DATA ENTRIES

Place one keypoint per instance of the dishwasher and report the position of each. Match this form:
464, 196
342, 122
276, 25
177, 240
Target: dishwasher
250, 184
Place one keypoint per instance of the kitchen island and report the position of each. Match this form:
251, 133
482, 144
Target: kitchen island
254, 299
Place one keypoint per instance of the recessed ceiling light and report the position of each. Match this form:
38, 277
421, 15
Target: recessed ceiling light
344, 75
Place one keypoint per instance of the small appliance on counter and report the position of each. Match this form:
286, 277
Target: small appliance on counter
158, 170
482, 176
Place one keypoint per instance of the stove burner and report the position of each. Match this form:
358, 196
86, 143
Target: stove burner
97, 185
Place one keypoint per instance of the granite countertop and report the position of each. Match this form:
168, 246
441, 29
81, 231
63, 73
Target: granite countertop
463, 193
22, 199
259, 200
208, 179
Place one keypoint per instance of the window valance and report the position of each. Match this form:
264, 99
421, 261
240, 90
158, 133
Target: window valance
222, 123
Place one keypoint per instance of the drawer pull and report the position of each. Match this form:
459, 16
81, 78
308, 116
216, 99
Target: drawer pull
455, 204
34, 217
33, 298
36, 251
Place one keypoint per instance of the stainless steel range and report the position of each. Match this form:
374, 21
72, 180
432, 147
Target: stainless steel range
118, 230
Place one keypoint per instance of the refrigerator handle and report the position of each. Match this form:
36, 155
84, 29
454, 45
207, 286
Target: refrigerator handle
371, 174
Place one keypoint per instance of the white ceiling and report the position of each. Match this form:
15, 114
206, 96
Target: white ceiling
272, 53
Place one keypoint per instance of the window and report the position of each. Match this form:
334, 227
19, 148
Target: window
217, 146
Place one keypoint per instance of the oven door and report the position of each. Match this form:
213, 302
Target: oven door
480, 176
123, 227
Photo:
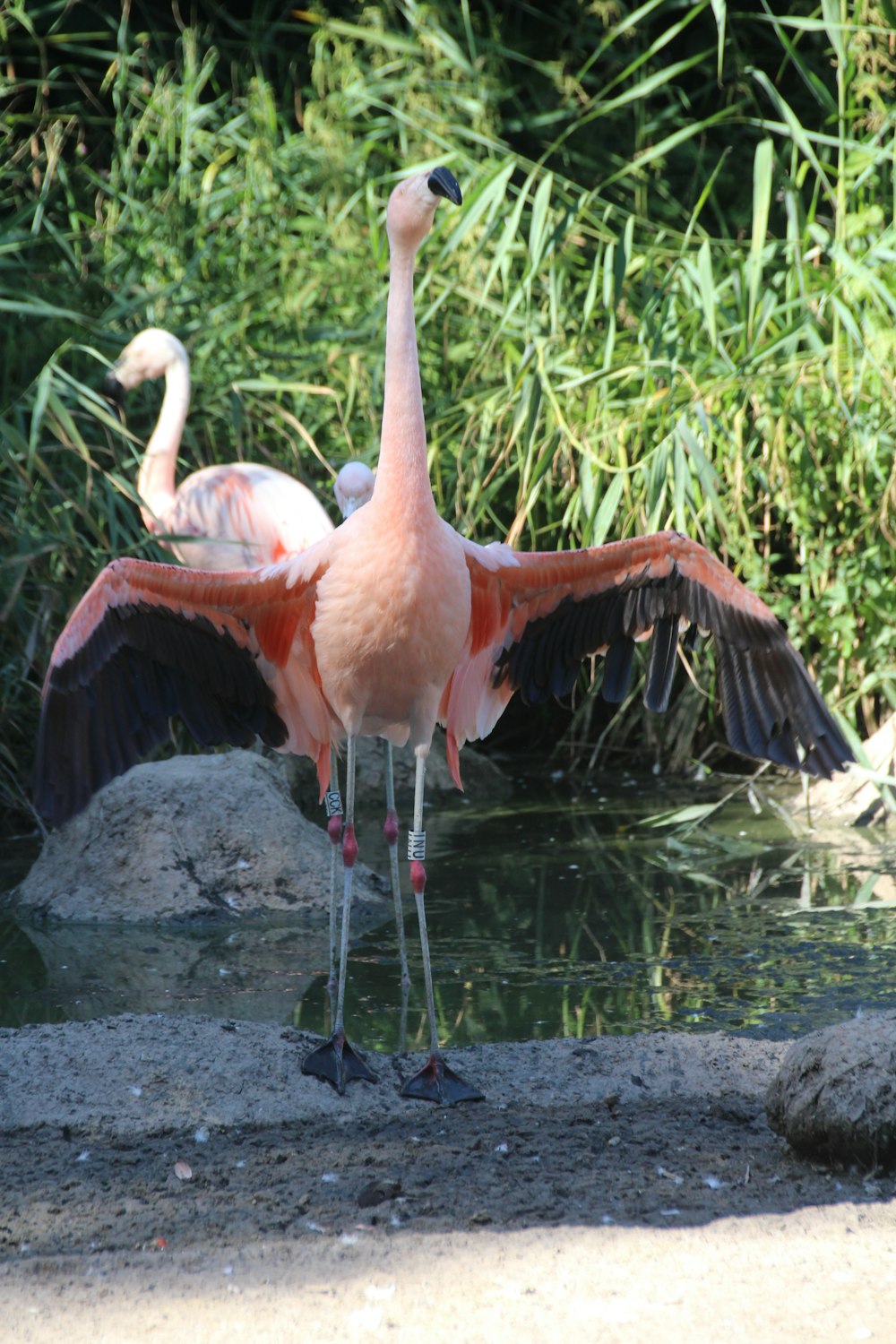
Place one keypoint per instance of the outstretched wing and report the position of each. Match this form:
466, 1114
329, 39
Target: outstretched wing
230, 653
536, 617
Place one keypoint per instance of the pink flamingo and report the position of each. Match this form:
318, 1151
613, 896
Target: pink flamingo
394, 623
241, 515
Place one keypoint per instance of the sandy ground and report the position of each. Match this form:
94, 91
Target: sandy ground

THE REQUEST
Can you copy every entry above word for word, omitting the pictures?

EXERCISE ANSWER
Place one keypoint per instance of the dishwasher and report the position of each. Match this form:
464, 196
342, 122
276, 25
177, 240
Target: dishwasher
250, 184
Place one keypoint per instance of the kitchen island and report the position of each. Match this form:
251, 133
482, 144
Target: kitchen island
254, 299
Place one keypoint per instance of the recessed ceiling light and report the position of each. Match this form:
38, 277
421, 15
Target: recessed ceiling light
344, 75
Place one keypoint per instance of the small appliance on counter and report the position of each. Match this form:
286, 277
Target: small appliance on counter
158, 170
482, 176
Place one keypoint per instance of the stove burner and report the position of each. Match this form:
358, 196
86, 143
Target: stove burner
97, 185
Place one keypoint per instance of the granite countertop and report the position of each. Match this form:
168, 246
441, 29
81, 231
63, 73
Target: granite countertop
463, 193
22, 199
259, 200
208, 179
Place one keypoint per instance of the window valance and report the position of each. Match this form:
264, 99
421, 261
240, 90
158, 133
Target: window valance
222, 123
Place one keypoint per instance of the drawer pull and report the position of each. Match this form:
459, 16
81, 78
308, 116
216, 99
Target: drawer pull
455, 204
34, 217
33, 298
36, 251
Place one keypoint per instance of the stainless steel range and report the position of each. Match this form:
374, 21
72, 180
432, 147
Target: stainless steel range
118, 230
Place one keypoint per instance of the refrigerator handle and report the position of each. Match this form:
36, 155
84, 29
454, 45
207, 286
Target: refrigerator handle
371, 174
Place one keypoint per instance of the white ceiling and report the position of each. Match this form:
15, 114
206, 96
Target: white ceiling
272, 53
Place one keypoint per instance of the window and report the position of each. Match this form:
334, 227
19, 148
Target: window
217, 146
Place one keypoint per instance of the oven door and report the position of each. Match this form:
213, 302
Target: oven door
480, 176
123, 227
Photo:
Place one keypoint per instance of the outstretched wing and report the position of each. Match this form:
466, 1114
329, 39
Target: outstretched wing
230, 653
536, 617
Place one keypoint per instance of the pink flamingo and report the position of each. Match this form:
318, 1151
613, 896
Target: pink flamingo
394, 623
241, 515
Place one keypoint per instance of the sandy ground and report the position of each. Match this form:
94, 91
Target: sandy ground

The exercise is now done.